(Coordinate labeling data)
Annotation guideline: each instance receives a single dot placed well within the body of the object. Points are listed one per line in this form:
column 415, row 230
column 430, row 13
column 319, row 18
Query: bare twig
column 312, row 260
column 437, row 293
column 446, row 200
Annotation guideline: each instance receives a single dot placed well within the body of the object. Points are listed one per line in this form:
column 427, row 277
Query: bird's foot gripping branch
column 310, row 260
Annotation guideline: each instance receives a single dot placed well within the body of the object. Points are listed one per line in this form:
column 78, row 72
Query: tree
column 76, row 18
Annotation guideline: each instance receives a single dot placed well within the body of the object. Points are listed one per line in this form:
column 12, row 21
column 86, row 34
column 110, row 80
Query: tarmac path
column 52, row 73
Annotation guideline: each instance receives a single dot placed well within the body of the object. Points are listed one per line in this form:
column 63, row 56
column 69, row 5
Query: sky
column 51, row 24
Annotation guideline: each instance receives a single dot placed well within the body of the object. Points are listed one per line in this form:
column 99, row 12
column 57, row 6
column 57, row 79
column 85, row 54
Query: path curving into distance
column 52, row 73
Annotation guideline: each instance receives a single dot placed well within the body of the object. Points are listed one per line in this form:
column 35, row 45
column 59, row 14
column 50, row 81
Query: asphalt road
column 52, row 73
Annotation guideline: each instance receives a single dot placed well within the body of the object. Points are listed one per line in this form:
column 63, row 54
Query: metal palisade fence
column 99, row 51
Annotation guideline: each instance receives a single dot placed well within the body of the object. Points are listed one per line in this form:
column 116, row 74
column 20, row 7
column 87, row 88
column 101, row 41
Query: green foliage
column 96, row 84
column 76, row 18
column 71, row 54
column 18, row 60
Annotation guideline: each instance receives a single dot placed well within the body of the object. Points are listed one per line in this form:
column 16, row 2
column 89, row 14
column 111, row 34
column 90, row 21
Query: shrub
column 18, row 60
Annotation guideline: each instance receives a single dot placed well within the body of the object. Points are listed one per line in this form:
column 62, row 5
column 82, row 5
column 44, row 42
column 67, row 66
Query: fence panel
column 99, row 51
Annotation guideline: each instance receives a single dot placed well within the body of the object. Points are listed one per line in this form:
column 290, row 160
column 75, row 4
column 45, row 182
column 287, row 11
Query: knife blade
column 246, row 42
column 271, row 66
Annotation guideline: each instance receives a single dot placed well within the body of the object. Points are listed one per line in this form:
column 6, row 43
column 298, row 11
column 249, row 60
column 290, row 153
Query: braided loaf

**Work required**
Reproduce the entire listing above word for word, keeping every line in its original order.

**Solved exercise**
Annotation guideline: each instance receives a single dot placed well within the body of the object. Points are listed one per line in this form:
column 415, row 230
column 430, row 13
column 319, row 18
Query: bare twig
column 312, row 260
column 437, row 293
column 446, row 200
Annotation guideline: each instance receives a single dot placed well within the body of the object. Points are listed one per line in this form:
column 427, row 277
Query: bird's foot gripping branch
column 310, row 260
Annotation guideline: each instance receives a single dot placed well within the body of the object. Points are listed one per line in this form:
column 78, row 72
Query: tree
column 76, row 18
Annotation guideline: each instance receives a single dot placed well within the body of the object. Points are listed one per line in this form:
column 12, row 21
column 86, row 34
column 110, row 80
Query: tarmac path
column 52, row 73
Annotation guideline: each instance receives a single dot placed well within the body of the object. Points are listed one per line in this form:
column 63, row 56
column 69, row 5
Query: sky
column 51, row 24
Annotation guideline: each instance receives a single dot placed well within the body of the object. Points are listed one per line in this form:
column 99, row 12
column 57, row 6
column 57, row 79
column 85, row 54
Query: path curving into distance
column 52, row 73
Annotation guideline: each instance receives a single dot placed well within the body of the object. Points are listed one per line in this form:
column 35, row 45
column 59, row 14
column 50, row 81
Query: asphalt road
column 52, row 73
Annotation guideline: each instance receives a single dot placed well within the body of the object. Points are listed one per line in this form:
column 63, row 54
Query: metal palisade fence
column 99, row 51
Annotation guideline: each instance receives a single dot placed well within the body of the object. Points are listed one per line in this form:
column 116, row 74
column 20, row 7
column 87, row 88
column 101, row 41
Query: green foliage
column 96, row 84
column 76, row 18
column 71, row 54
column 18, row 60
Annotation guideline: each instance receives a single dot placed well within the body of the object. Points are listed one per line in this form:
column 16, row 2
column 89, row 14
column 111, row 34
column 90, row 21
Query: shrub
column 18, row 60
Annotation guideline: each instance receives a single dot placed well within the body of the object. Points are listed one per line in this form:
column 62, row 5
column 82, row 5
column 44, row 42
column 67, row 66
Query: fence panel
column 99, row 51
Annotation guideline: each instance receives a single dot placed well within the body of the object. Points are listed one per line in this form:
column 290, row 160
column 75, row 4
column 45, row 182
column 287, row 11
Query: knife blade
column 246, row 42
column 271, row 66
Annotation guideline: each instance receives a single dot placed well within the body of the object. Points are listed one per line in this form:
column 6, row 43
column 298, row 11
column 249, row 60
column 290, row 153
Query: braided loaf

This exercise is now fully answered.